Work to be completed - Edit everything from the line containing "In this exercise you will mark every instance of the church" down to the line containing "pixel 534 279" by putting "chapel roof" in place of "church roof". Keep every other part of those lines the same.

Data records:
◆ ◆ ◆ ◆ ◆

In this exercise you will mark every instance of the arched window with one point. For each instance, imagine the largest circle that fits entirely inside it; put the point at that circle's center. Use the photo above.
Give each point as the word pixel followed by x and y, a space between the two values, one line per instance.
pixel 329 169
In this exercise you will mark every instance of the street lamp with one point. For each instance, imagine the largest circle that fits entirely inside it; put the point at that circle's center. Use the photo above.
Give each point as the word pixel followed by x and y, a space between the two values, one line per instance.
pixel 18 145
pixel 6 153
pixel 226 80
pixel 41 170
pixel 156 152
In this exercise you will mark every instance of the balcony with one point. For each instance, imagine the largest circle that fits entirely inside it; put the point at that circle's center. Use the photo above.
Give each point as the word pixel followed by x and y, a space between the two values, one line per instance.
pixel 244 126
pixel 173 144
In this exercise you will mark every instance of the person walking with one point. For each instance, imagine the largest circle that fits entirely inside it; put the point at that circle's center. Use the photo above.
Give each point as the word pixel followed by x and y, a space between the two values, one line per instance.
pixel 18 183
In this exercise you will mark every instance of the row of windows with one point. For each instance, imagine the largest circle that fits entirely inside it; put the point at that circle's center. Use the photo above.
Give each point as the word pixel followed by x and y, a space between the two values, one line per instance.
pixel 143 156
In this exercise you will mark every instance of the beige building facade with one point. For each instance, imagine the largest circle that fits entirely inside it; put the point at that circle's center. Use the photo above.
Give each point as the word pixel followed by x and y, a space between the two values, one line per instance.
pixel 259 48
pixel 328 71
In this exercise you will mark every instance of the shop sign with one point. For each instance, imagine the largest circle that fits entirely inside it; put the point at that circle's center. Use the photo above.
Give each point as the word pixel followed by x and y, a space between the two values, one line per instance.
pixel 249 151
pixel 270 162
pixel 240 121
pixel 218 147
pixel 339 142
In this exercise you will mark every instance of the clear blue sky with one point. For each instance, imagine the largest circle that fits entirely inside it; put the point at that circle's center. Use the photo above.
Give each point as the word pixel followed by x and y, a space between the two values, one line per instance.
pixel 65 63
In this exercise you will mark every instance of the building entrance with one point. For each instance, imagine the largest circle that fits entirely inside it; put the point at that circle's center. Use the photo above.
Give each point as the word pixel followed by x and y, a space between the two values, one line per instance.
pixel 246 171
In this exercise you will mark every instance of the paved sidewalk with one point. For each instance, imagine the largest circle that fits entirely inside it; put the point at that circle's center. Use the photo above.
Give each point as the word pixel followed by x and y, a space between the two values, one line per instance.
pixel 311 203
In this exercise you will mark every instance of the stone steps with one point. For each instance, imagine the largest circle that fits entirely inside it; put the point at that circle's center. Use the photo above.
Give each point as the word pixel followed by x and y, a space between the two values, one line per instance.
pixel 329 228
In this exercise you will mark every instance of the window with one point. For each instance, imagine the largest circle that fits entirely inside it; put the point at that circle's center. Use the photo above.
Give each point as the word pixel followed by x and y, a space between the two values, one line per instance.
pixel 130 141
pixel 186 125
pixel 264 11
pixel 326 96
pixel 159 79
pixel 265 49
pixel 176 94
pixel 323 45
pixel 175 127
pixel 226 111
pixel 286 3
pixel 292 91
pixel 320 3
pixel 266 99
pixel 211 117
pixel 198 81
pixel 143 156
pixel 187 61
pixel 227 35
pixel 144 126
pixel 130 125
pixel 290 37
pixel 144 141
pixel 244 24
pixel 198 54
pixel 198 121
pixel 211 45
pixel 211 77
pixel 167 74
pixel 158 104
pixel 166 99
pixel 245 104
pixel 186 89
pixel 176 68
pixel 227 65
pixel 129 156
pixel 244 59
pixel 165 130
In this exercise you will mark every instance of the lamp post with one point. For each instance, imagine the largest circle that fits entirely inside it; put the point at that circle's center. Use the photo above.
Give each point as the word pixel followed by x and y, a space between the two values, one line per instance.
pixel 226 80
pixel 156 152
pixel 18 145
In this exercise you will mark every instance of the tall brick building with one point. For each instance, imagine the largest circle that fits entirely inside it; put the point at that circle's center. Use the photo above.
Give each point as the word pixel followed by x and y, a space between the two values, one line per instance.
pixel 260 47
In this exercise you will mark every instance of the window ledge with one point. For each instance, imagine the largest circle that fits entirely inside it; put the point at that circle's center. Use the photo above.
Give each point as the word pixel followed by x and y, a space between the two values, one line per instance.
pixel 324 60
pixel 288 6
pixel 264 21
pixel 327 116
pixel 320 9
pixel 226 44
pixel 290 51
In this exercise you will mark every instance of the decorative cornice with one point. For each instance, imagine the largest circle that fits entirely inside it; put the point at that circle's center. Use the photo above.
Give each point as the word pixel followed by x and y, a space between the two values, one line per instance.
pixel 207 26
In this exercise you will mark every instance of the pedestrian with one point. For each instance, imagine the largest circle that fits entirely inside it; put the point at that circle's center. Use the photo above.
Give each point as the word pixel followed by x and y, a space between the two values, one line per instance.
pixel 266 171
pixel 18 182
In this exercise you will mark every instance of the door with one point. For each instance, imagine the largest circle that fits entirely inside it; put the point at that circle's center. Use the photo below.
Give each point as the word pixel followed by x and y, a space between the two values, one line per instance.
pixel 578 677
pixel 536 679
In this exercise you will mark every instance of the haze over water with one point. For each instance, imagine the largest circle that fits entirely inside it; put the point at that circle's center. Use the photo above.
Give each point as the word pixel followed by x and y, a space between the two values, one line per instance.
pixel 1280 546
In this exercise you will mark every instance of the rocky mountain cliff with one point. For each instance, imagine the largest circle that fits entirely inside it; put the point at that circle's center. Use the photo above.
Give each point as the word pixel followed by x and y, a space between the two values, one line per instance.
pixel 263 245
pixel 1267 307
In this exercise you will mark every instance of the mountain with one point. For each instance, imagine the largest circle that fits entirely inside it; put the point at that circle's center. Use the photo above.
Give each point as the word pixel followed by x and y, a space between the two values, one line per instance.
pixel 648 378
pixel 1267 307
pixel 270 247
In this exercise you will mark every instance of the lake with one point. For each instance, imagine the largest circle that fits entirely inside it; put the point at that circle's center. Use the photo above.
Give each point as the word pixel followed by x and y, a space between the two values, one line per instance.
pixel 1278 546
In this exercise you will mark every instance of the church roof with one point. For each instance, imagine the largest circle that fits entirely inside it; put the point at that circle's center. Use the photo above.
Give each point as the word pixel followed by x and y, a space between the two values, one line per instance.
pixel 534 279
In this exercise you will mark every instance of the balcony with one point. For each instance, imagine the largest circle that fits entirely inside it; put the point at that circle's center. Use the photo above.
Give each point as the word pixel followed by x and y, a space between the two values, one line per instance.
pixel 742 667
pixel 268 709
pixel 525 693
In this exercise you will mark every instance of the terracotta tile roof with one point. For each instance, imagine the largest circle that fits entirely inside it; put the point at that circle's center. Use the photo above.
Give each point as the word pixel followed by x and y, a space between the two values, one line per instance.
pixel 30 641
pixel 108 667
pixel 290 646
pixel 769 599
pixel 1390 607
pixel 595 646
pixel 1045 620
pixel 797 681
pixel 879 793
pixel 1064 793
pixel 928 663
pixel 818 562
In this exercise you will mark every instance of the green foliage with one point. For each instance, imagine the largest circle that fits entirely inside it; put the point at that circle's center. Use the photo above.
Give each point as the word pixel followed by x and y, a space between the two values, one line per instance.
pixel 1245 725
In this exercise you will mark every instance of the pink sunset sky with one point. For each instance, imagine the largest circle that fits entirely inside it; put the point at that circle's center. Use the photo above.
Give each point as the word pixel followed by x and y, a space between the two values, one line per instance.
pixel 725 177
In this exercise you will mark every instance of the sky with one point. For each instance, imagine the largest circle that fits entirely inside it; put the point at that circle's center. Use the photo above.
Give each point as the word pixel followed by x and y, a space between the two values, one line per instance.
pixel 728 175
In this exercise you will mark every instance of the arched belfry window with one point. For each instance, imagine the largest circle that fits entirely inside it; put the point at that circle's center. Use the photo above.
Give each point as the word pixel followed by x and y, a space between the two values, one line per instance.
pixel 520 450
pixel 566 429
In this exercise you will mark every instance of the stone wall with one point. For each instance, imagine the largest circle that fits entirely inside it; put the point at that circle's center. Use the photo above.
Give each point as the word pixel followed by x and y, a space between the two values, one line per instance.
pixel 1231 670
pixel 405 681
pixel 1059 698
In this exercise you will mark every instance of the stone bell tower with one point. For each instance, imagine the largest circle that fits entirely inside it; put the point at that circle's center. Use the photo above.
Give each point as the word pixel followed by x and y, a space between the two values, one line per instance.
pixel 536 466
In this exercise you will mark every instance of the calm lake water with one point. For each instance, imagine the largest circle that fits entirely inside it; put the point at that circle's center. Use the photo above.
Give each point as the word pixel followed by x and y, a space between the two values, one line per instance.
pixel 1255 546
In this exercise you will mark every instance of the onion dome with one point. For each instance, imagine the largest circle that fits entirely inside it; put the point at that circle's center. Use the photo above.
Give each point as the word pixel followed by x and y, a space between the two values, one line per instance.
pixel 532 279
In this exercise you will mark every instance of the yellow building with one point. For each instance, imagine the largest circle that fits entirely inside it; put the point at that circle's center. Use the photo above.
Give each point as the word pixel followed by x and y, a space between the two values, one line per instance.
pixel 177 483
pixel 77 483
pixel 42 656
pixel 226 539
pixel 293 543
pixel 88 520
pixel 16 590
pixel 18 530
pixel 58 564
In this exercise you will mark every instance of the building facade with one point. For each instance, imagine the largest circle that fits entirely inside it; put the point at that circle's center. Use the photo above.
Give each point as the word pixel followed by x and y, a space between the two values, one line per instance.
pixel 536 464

◆ ◆ ◆ ◆ ◆

Task solution -
In this exercise you will mark every instance of the chapel roof with one point. For each instance, imagine the largest circle that fits entirely inside it; put the point at that circle's center. Use the photo above.
Give each point as the word pixel followed by x and y, a space between the two values, one line per instance.
pixel 534 279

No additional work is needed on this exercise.